Raw records
___
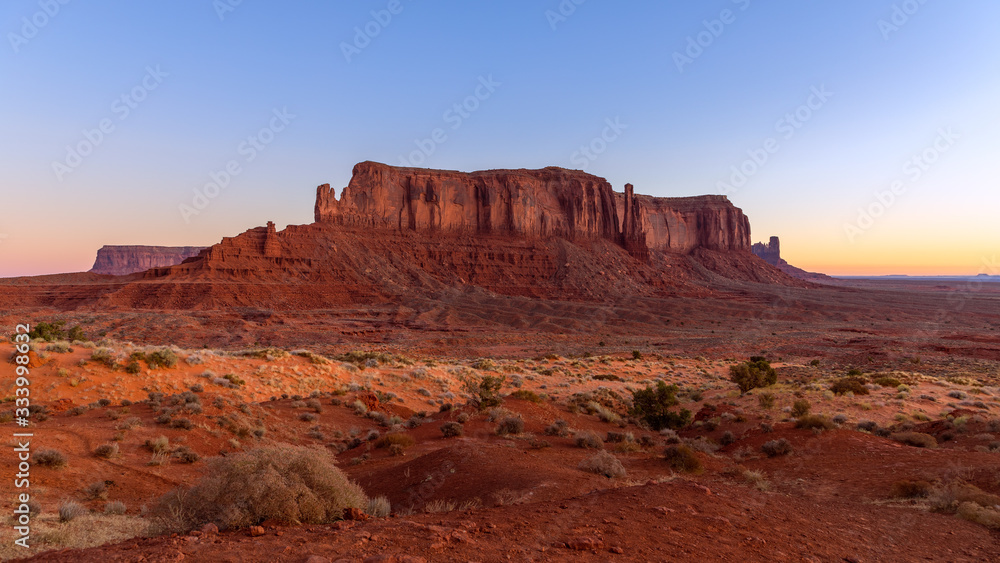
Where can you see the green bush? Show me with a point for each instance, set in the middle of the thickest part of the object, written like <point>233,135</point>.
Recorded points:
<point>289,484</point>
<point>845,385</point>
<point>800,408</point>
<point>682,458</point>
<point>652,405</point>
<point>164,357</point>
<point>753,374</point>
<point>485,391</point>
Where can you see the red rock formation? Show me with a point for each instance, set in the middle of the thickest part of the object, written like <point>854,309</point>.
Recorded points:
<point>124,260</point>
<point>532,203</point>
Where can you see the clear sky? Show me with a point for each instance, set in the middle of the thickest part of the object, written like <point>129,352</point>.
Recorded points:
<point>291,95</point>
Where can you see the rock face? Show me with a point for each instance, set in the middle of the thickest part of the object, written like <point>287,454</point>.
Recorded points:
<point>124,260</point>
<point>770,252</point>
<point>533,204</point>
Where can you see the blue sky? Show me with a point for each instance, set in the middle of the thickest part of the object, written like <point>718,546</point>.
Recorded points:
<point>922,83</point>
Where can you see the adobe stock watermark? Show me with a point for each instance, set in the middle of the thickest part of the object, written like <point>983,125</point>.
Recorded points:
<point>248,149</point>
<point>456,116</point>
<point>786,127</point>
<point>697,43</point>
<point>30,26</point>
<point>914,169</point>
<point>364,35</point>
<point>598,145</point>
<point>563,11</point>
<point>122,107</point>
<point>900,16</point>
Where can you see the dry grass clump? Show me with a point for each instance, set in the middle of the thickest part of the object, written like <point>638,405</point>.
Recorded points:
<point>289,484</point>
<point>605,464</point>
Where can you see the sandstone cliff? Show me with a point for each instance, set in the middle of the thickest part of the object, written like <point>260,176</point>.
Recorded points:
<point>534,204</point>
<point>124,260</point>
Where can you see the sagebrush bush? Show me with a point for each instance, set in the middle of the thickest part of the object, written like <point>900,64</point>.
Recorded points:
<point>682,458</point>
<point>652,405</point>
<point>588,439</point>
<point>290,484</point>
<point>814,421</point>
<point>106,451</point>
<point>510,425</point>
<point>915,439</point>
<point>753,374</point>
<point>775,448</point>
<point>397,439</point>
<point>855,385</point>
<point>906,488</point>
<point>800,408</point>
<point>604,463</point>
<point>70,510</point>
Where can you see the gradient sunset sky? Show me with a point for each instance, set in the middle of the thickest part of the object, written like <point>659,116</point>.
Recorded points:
___
Aim: Write out all the rows again with every "thickest" switched to "widest", keeping everything else the same. Leave out the pictures.

Complete response:
Where can you see the green bush? Show me with a point for each instance, set in the middle of the widest part of the object, written like <point>233,135</point>.
Recorded points:
<point>289,484</point>
<point>845,385</point>
<point>800,408</point>
<point>682,458</point>
<point>652,405</point>
<point>164,357</point>
<point>753,374</point>
<point>485,391</point>
Where can you see the red rock formation? Show me with a point for each instance, set in the middle of the widest part of the object, written like <point>854,309</point>.
Recorded points:
<point>124,260</point>
<point>532,203</point>
Where can you see the clear sky? Show me with a point for each instance, set in the middle of the widest part of the object, written like <point>129,352</point>.
Recorded points:
<point>291,95</point>
Where can you see the rock face? Show me with a point for each instance, set in the middle of the widest part of the object, written like <point>287,454</point>.
Recorded points:
<point>124,260</point>
<point>770,252</point>
<point>533,204</point>
Where can you see the blue sky? Show me with a point for each instance, set in the middle of the widest part of the object, written like <point>718,546</point>.
Recorded points:
<point>922,83</point>
Where can you see the adobe stock watermark? Show me with a point for each instance, set in the middle of the widest part of the object, written like <point>983,125</point>.
Recorded points:
<point>248,149</point>
<point>456,116</point>
<point>786,127</point>
<point>697,43</point>
<point>30,26</point>
<point>914,169</point>
<point>364,35</point>
<point>598,145</point>
<point>563,11</point>
<point>122,107</point>
<point>900,16</point>
Where can you see the dry grass clump? Show me with a point for each instance, set in the middle of the widest part of the object, written like <point>638,405</point>.
Recorded points:
<point>289,484</point>
<point>605,464</point>
Where can you see the sandstone cliff? Show me with a point for each instance, set in the middle of the widest part of the object, written like <point>260,176</point>.
Recorded points:
<point>534,204</point>
<point>124,260</point>
Where can you see the sagebrush bush? Show me with a point for each instance, set in the middle of the widest part of the object, written like <point>900,64</point>.
Recorded points:
<point>682,458</point>
<point>652,405</point>
<point>588,439</point>
<point>290,484</point>
<point>814,421</point>
<point>106,451</point>
<point>510,425</point>
<point>915,439</point>
<point>753,374</point>
<point>775,448</point>
<point>397,439</point>
<point>855,385</point>
<point>906,488</point>
<point>800,408</point>
<point>604,463</point>
<point>70,510</point>
Where can you see the gradient sunset sky? Show me with a point for each instance, set in the middle of the widest part of the object, written like <point>659,116</point>.
Recorded points:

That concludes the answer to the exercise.